[Description of the task]
All lines containing the string "slope" must be copied from the entries.

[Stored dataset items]
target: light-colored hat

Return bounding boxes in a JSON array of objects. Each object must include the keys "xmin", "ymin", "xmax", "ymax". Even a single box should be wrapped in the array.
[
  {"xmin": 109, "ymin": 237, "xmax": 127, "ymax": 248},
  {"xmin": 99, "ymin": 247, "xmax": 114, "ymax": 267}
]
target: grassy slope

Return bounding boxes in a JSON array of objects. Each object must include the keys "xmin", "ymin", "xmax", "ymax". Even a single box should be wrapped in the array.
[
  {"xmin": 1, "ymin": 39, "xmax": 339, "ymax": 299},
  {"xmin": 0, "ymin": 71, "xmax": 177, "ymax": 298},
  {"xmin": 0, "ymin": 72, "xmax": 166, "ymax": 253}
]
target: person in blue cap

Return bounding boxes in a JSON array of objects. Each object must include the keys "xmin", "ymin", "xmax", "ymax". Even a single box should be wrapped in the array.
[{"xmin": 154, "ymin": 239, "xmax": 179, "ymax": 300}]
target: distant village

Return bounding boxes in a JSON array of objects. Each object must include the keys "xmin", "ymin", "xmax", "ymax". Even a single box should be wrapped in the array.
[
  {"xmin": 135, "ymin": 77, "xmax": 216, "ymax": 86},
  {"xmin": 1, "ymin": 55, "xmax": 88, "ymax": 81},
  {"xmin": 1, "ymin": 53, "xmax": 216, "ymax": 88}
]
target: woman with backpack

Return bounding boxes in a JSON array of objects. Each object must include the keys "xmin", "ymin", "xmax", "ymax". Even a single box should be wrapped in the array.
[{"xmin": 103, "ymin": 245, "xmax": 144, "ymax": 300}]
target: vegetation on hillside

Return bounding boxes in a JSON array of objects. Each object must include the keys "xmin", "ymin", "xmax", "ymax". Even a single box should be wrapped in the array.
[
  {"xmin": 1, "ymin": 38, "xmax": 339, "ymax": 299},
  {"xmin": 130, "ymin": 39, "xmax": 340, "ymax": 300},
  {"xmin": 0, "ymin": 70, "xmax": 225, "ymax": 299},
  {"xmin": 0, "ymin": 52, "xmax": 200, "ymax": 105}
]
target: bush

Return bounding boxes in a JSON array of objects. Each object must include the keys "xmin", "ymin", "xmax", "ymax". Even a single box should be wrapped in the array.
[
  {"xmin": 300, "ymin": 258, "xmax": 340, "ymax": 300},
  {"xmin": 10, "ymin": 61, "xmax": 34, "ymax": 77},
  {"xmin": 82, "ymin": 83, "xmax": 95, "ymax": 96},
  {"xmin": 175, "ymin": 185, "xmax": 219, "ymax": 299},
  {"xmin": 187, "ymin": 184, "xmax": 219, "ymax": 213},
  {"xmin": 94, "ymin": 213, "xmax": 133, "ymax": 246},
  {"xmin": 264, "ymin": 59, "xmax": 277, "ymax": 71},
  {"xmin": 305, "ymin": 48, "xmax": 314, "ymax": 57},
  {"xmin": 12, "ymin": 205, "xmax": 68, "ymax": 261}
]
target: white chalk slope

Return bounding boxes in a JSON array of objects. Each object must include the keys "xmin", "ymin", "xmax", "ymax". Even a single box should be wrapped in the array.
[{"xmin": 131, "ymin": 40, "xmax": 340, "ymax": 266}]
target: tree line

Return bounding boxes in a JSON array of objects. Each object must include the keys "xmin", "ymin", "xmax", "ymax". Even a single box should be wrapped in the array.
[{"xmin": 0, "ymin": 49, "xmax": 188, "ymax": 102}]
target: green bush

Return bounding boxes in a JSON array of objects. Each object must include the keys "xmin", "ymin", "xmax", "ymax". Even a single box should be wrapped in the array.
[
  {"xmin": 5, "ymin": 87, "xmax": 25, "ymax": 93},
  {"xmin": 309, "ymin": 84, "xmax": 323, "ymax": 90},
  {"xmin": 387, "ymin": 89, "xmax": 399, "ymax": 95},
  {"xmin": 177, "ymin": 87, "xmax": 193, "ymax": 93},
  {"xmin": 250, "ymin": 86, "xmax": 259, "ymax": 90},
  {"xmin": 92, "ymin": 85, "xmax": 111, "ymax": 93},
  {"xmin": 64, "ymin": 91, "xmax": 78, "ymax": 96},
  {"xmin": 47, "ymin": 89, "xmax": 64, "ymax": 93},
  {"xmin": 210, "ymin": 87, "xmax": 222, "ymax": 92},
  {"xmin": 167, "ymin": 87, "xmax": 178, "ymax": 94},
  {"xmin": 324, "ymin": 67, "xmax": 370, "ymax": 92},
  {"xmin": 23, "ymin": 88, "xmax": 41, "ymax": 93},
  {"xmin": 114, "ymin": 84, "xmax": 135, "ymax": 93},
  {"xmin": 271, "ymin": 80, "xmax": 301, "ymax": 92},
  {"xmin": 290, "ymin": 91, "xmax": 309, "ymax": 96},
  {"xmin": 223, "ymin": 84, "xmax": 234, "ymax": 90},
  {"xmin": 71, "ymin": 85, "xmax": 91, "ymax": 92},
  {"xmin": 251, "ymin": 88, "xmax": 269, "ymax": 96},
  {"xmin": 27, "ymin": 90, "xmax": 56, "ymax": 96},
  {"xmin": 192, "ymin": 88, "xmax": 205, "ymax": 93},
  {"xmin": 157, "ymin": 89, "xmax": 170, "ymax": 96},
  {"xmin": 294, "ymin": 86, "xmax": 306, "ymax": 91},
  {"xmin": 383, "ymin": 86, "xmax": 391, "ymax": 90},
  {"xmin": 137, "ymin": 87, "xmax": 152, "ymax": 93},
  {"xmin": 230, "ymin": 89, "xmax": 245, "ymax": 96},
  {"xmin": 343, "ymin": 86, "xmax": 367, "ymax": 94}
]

[Finished exercise]
target: grassy slope
target: white chalk slope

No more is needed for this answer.